◆ What you should do
Each line containing the string "thin" should be copied out of the entries.

::::::::::

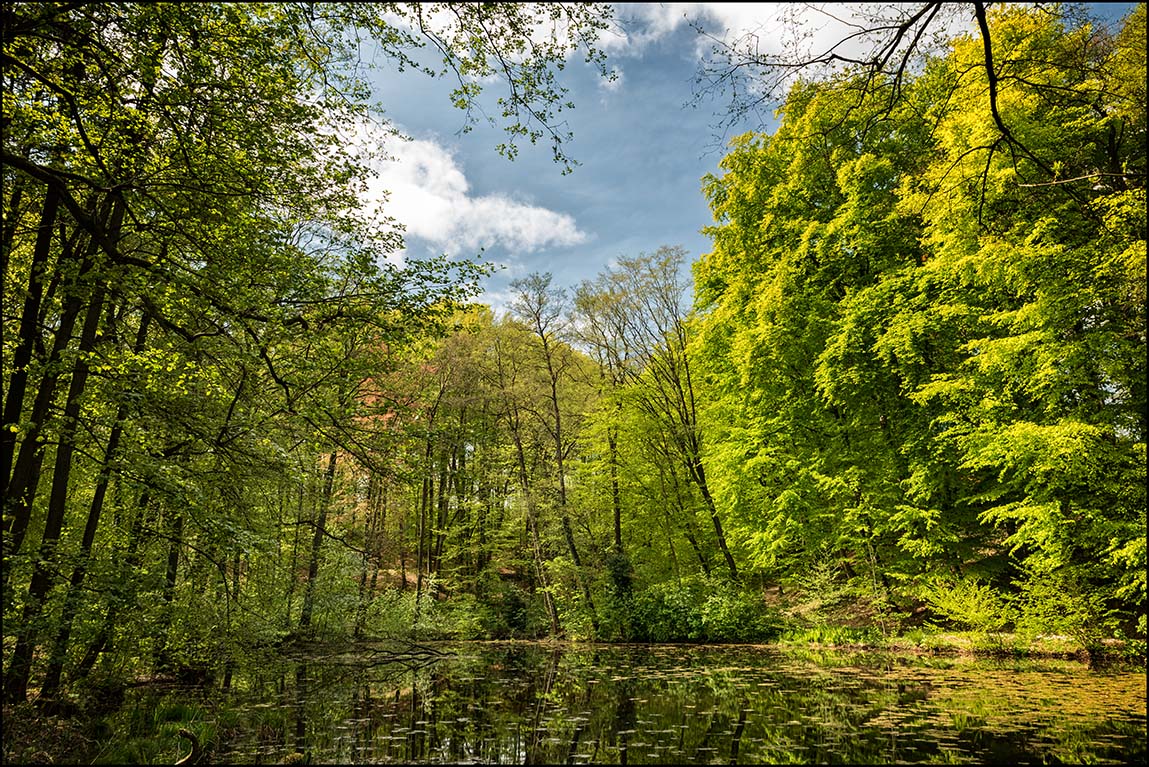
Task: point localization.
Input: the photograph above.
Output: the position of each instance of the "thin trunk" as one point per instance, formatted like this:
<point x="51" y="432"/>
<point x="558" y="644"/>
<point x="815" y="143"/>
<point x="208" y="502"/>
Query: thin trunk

::::::::::

◆ Solution for this task
Output: the position of each instance of the "thin trunk" as one point per instance, formatted like this:
Query: thin trunk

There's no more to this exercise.